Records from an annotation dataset
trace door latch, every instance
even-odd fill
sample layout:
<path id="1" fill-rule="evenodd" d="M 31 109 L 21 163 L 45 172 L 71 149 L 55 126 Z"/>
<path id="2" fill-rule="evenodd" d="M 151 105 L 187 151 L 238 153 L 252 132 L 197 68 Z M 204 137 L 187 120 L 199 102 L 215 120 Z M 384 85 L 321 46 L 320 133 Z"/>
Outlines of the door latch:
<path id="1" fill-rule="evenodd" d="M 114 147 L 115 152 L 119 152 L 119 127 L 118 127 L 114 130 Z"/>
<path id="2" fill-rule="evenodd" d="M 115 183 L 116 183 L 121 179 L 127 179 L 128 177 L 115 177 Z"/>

_REQUIRED TASK:_ Rewrite every line of the material above as a Markdown table with the columns "Row" and "Material line", numbering the rows in order and omitting blank lines.

_RESPONSE TO THIS TASK:_
| Row | Material line |
|---|---|
| 1 | trace door latch, every instance |
| 2 | even-odd fill |
| 3 | sample layout: |
| 4 | <path id="1" fill-rule="evenodd" d="M 31 109 L 21 163 L 45 172 L 71 149 L 55 126 Z"/> |
| 5 | <path id="2" fill-rule="evenodd" d="M 151 105 L 187 151 L 238 153 L 252 132 L 197 68 Z M 204 137 L 187 120 L 199 102 L 215 120 Z M 384 85 L 321 46 L 320 133 Z"/> |
| 6 | Outlines of the door latch: |
| 7 | <path id="1" fill-rule="evenodd" d="M 114 147 L 115 152 L 119 152 L 119 127 L 118 127 L 114 130 Z"/> |
| 8 | <path id="2" fill-rule="evenodd" d="M 115 183 L 116 183 L 121 179 L 127 179 L 128 177 L 115 177 Z"/> |